> **Apply what you read**
1. In the article on insurance claims trends, rewrite the passage starting at "Deferred diagnosis and" and ending at "measures being eased.", replacing "Deferred diagnosis" with "Delayed diagnosis".
2. Carry on the article about rising insurance claims from the point where it stops.

> **Text segment**
========================================================================

Insurance advisers should expect above trends claims increases
A rare combination of factors probably means that 2023-24 will generate above trend levels of claims in several product categories.
Wednesday, May 3rd 2023, 6:00AM
by Russell Hutchinson
The first is the worsening economic picture. Rising interest rates are a tool used to squeeze inefficient spending and lending from the economy ‘until something breaks,’ as economists say.
Which sounds fine at the level of macroeconomics, but the impact on people and households can sometimes be a lot of personal pain.
That is often associated with a rise in income protection claims, or a lengthening of claims as economic conditions make a rapid return to the workplace more difficult.
Deferred diagnosis and treatment plays a part. This can be because of capacity constraints, like what has been reported about the Southern District Health Board’s challenges in delivering timely specialist consultations for patients with cancer.
Deferred diagnosis challenges are still being found as a backlog in screening has been cleared post Covid-19 control measures being eased.
Some health insurers are already disclosing higher claims costs than forecast as treatment deferred during restrictions is picking up since the start of this year. In the medium term these claims can go beyond health insurance to trauma and income cover claims.
Mental health claims seem likely to rise as we continue to see reports that mental health services are under pressure. For example, in the following article, Starship Children’s hospital reports a rise in self-harm since the pandemic.
As economic conditions become tougher (rising inflation, rising mortgage rates) then we can expect to see more of this.

========================================================================

> **Dataset records**
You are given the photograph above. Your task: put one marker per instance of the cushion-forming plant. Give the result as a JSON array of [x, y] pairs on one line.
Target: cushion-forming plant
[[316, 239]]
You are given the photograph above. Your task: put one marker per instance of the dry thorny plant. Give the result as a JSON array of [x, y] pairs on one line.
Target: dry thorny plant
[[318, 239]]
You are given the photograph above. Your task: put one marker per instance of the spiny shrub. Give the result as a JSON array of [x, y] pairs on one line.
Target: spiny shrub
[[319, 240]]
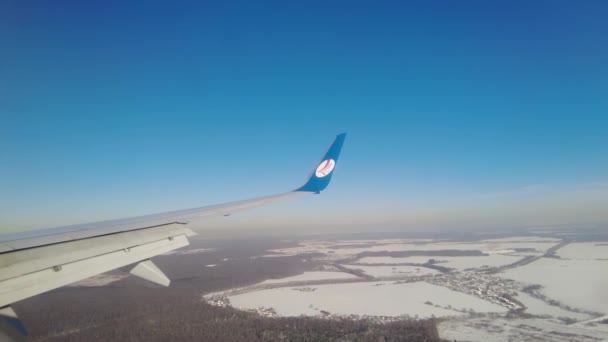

========================================================================

> **Responses per task**
1.
Delayed diagnosis and treatment plays a part. This can be because of capacity constraints, like what has been reported about the Southern District Health Board’s challenges in delivering timely specialist consultations for patients with cancer.
Delayed diagnosis challenges are still being found as a backlog in screening has been cleared post Covid-19 control measures being eased.

2.
More detailed work has been done by Swiss Re to assess the role of mental health in claims trends internationally. See this paper, in particular, which identifies the rising role of mental health in total claims, and also explores the impacts of Covid-19 control measures.
The Swiss Re report details a complex picture which shows that some expected changes were not realised, for example, higher suicide rates were predicted for the pandemic, but these have so far been avoided.
In Australia and New Zealand, the suicide rate decreased 6.2%. This is in sharp contrast to suicide rates in Japan, which also declined early in the pandemic, but then increased sharply later – it is possible we will see that rise come if it tends to lag the other indicators above.
At the same time, alcohol-related deaths in Australia increased, and expenditure on alcohol in both Australia and New Zealand increased significantly.
Economic factors are identified as a concern alongside the note that the effects of the pandemic and associated control measures were felt very differently depending on the nature of employment. As with the experience in New Zealand, Swiss Re found a sharp increase in the number of young people with mental health problems.
Lastly, with plenty of Covid-19 infections expected this winter, there could be more claims for long-Covid emerging over the coming year.